* Task details:
Write the next part of the guide to threat detection with WAF logs below, starting after its last sentence.

* Extract provided:
------------------------

Web Application Firewall (WAF) logs are a rich source of security telemetry, capturing detailed information about HTTP/S requests and the actions taken to protect your applications.
Each log entry typically includes:
- Client IP Address: The origin of the request.
- URI: The requested resource path.
- Headers: Including User-Agent and other identifying information.
- Action: The WAF’s decision (ALLOW, BLOCK, COUNT).
- Rule Group: The specific rule or policy that matched.
Example Log Entry:
json{
"timestamp": 1713354000000,
"httpRequest": {
"clientIp": "203.0.113.12",
"uri": "/login.php",
"headers": [{"name": "User-Agent", "value": "sqlmap"}]
},
"action": "BLOCK",
"ruleGroupList": [{
"ruleGroupId": "AWS-AWSManagedRulesSQLiRuleSet",
"terminatingRule": "SQLi_BODY"
}]
}
In this example, the WAF blocked a request to /login.php
from a suspicious user agent (sqlmap
), triggered by an SQL injection detection rule.
Architecting the Threat Detection Pipeline
A robust threat detection pipeline transforms raw WAF logs into actionable insights. The architecture typically involves log collection, storage, processing, and alerting.
Data Collection and Storage
Log Ingestion: Configure your WAF to stream logs to a centralized storage location, such as an S3 bucket or a log analytics service. For distributed environments, aggregate logs from multiple regions or accounts.
Schema Definition: Use schema discovery tools to define the structure of your logs. For example, with AWS Glue, you can automatically create a schema for querying logs with Athena.
Example Table Definition:
sqlCREATE EXTERNAL TABLE waf_logs ( timestamp BIGINT, httpRequest STRUCT<clientIp:STRING, uri:STRING>, action STRING ) ROW FORMAT SERDE 'org.openx.data.jsonserde.JsonSerDe' LOCATION 's3://your-bucket/waf-logs/';
Integration with SIEM:
Forward logs to a Security Information and Event Management (SIEM) platform for correlation with other security data, enabling advanced analytics and alerting.
Querying and Analyzing Logs
With your logs structured and accessible, you can use SQL-based tools or log analytics platforms to search for threats.
Example 1: Top Blocked IPs
sqlSELECT httpRequest.clientIp, COUNT(*) AS blocked_count
FROM waf_logs
WHERE action = 'BLOCK'
GROUP BY httpRequest.clientIp
ORDER BY blocked_count DESC
LIMIT 10;
This query identifies the IP addresses most frequently blocked by your WAF, which may indicate scanning or attack activity.
Example 2: Bot Traffic Analysis
sqlSELECT httpRequest.headers[1].value AS user_agent, COUNT(*) AS request_count
FROM waf_logs
WHERE action = 'BLOCK' AND httpRequest.headers[1].name = 'User-Agent'
GROUP BY user_agent
ORDER BY request_count DESC
LIMIT 10;
This surfaces user agents commonly associated with blocked requests, helping to distinguish between legitimate bots and malicious automation.

------------------------

(Point placement listing)
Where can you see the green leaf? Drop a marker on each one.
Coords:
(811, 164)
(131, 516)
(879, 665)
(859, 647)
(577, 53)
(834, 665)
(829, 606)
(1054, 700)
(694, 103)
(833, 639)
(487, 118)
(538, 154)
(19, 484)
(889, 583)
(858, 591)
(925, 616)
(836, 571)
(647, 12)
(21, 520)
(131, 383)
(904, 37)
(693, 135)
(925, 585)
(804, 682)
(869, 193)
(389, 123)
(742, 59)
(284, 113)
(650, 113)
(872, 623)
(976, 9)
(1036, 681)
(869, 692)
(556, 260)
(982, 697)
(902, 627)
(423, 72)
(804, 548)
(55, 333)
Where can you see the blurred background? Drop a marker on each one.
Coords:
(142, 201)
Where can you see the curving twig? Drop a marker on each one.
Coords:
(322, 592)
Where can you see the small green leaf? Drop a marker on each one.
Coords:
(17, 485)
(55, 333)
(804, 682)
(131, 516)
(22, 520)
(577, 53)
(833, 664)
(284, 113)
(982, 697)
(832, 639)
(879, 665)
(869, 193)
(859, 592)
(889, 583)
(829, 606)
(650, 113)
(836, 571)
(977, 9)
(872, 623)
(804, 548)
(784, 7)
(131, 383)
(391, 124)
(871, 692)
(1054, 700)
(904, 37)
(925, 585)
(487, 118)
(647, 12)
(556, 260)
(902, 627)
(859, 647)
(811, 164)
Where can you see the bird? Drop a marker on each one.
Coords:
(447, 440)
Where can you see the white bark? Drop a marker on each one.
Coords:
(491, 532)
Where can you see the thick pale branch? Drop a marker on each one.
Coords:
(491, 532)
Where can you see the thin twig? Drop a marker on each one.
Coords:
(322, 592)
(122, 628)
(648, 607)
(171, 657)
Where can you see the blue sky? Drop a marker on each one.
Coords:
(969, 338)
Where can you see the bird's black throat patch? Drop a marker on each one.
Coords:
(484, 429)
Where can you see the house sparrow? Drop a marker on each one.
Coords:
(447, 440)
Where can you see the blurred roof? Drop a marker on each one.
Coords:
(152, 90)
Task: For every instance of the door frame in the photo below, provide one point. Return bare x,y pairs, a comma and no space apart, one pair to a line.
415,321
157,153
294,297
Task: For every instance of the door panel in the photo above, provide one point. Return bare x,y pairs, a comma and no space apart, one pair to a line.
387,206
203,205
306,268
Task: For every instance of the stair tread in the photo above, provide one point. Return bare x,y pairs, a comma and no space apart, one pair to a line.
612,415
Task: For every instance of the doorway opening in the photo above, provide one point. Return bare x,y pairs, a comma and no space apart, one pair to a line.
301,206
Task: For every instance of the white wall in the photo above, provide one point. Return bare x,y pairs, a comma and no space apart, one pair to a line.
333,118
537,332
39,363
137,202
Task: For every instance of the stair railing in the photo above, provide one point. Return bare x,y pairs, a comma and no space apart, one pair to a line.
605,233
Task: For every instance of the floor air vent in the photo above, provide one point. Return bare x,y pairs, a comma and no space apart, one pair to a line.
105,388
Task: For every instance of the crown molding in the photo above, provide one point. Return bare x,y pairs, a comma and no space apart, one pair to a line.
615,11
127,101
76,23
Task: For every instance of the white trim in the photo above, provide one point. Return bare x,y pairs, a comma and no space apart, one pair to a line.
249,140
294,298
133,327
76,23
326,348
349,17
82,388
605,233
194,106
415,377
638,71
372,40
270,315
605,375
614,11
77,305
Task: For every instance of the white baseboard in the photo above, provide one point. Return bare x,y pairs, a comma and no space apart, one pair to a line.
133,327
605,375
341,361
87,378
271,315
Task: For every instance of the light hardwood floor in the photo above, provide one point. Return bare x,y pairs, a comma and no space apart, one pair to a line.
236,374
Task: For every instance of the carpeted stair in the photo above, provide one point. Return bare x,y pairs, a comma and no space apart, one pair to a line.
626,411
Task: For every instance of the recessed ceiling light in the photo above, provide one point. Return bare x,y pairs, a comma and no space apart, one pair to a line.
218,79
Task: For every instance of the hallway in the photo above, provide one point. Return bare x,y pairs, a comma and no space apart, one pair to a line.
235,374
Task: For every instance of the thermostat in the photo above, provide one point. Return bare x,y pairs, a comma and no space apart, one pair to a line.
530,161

------------------------

* Output of the task:
Advanced Detection and Automated Response
A mature pipeline doesn’t just detect threats—it responds to them. Here are strategies for advanced detection and automated mitigation.
Real-Time Anomaly Detection
Behavioral Baselines:
Establish normal patterns for request rates, endpoints accessed, and error rates. Use anomaly detection algorithms to flag significant deviations, such as a sudden spike in blocked requests or unusual access patterns.
Session Tracking:
Detect rapid endpoint scanning or brute-force attempts by tracking unique endpoints accessed per IP in a short timeframe.
Example Query:
sqlSELECT httpRequest.clientIp, COUNT(DISTINCT httpRequest.uri) AS unique_uris FROM waf_logs WHERE timestamp > (current_timestamp - interval '5' minute) GROUP BY httpRequest.clientIp HAVING unique_uris > 20;
This flags IPs accessing more than 20 unique URIs in five minutes, a common sign of reconnaissance.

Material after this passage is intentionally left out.